### TAREFA PROPOSTA
No texto sobre relojoaria e joalharia, troque "pulseiras" por "braceletes" e transcreva o trecho de "Fernando Correia de" a "saberes se fundem.".

***** TRECHO PARA LEITURA *****

Relação entre Relojoaria e Joalharia na revista Turbilhão

Já está disponível o número de Inverno da revista Turbilhão. Como habitualmente, contribuímos para esta edição. Um dos artigos versa a relação ente a Relojoaria e a Joalharia.

Jóias animadas

Fernando Correia de Oliveira

A beleza da precisão, aliada à precisão da beleza. Ou os milagres da micro-mecânica escondidos no interior de pulseiras, colares, pendentes, anéis… Relógios de segredo, pavées de dimantes, cravações em padrões coloridos, todo um mundo do relógio-jóia, onde os saberes se fundem.

***** DADOS APRESENTADOS *****

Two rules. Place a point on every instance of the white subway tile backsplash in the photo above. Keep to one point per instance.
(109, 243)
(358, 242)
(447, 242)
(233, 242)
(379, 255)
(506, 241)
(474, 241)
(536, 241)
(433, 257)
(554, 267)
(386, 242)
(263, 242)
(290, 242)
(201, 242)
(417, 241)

*****

### RESPOSTA ESCRITA
Fernando Correia de Oliveira

A beleza da precisão, aliada à precisão da beleza. Ou os milagres da micro-mecânica escondidos no interior de braceletes, colares, pendentes, anéis… Relógios de segredo, pavées de dimantes, cravações em padrões coloridos, todo um mundo do relógio-jóia, onde os saberes se fundem.